-- start RECORDS --

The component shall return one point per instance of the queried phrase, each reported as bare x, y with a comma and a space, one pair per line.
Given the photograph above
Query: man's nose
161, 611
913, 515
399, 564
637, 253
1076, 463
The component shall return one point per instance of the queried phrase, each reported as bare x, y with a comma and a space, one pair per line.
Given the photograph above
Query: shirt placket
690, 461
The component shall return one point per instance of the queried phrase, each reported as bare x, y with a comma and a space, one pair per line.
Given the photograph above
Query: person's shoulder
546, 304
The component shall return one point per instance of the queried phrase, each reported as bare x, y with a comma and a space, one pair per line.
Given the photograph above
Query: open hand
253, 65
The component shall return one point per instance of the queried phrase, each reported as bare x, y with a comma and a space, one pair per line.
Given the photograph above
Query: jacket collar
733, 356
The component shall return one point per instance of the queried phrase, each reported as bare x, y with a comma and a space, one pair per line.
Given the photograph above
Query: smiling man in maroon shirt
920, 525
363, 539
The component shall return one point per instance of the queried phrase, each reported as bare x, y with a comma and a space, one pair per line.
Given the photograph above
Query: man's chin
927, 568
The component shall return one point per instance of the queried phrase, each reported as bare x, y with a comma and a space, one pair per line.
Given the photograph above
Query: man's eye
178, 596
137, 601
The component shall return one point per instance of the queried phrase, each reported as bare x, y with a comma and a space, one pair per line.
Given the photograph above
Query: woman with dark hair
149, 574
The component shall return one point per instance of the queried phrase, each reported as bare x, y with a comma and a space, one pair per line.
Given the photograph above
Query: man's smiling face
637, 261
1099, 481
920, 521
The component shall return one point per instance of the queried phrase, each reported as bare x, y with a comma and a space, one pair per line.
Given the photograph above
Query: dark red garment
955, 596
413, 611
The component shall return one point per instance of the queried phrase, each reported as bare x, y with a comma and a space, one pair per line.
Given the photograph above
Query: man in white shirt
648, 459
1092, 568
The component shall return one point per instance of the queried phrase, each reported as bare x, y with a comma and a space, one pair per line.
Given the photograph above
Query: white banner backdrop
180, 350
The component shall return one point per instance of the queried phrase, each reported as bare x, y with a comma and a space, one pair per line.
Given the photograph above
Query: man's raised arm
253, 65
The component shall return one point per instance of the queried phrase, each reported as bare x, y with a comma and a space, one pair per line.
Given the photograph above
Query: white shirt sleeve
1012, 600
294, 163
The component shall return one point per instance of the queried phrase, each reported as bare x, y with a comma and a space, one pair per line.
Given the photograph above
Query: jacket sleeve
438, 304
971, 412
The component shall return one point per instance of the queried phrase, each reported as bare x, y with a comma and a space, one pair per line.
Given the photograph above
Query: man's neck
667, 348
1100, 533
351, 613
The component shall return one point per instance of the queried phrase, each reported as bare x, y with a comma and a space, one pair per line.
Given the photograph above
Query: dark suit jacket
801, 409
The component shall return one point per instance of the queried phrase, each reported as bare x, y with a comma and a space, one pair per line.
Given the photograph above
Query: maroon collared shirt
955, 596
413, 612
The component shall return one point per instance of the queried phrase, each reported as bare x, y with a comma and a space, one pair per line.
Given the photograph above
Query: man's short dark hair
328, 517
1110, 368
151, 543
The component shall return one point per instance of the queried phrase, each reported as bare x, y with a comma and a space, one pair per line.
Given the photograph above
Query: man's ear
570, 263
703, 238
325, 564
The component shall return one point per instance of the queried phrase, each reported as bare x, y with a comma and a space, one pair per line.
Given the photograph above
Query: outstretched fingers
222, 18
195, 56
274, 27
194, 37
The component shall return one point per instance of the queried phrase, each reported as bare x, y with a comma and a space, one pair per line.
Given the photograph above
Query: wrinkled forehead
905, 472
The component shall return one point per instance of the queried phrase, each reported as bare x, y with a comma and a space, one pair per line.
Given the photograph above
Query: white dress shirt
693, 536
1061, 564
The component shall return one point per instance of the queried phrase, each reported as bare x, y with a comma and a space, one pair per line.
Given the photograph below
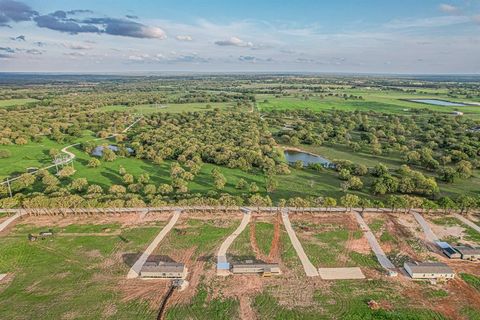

-- end RECORDS --

▸ **AIM OF THE EXERCISE**
Report each line of the records above that contains the word "sleeve", copying every such line in full.

▸ **THE ANSWER**
Query: white shirt sleeve
Query: jacket sleeve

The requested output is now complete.